THE DATA Start Marker

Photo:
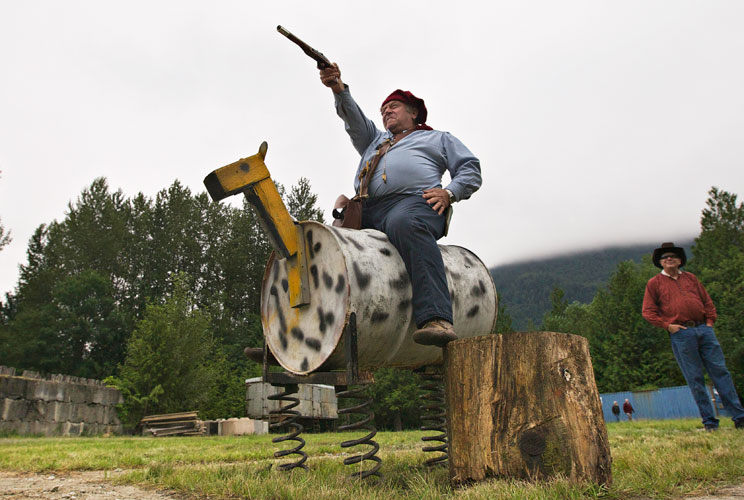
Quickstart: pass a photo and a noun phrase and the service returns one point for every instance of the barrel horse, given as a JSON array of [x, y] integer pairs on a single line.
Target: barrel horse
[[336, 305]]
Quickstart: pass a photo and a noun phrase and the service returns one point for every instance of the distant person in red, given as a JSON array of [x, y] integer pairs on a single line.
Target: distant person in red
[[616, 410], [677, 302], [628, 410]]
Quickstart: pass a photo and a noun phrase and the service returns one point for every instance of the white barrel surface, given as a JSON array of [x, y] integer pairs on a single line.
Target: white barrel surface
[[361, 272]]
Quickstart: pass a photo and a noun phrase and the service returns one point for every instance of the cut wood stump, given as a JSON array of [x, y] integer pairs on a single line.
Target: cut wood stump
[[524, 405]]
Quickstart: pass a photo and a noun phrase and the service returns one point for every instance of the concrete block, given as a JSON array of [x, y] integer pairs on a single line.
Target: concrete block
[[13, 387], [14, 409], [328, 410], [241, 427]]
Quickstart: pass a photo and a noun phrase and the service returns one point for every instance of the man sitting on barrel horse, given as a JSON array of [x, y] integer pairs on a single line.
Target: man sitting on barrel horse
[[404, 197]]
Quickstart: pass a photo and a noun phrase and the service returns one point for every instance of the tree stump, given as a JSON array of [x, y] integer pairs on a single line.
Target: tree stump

THE DATA End Marker

» TASK PROMPT
Lines holding "tree": copy each one from the records above.

» SOLUTION TO THE PROBLEM
Quickstart: pass a photo and a noun phrase and the service returns one point for every instance of the tree stump, given as a JSON array of [x, y] integer pairs on a single line.
Target: tree stump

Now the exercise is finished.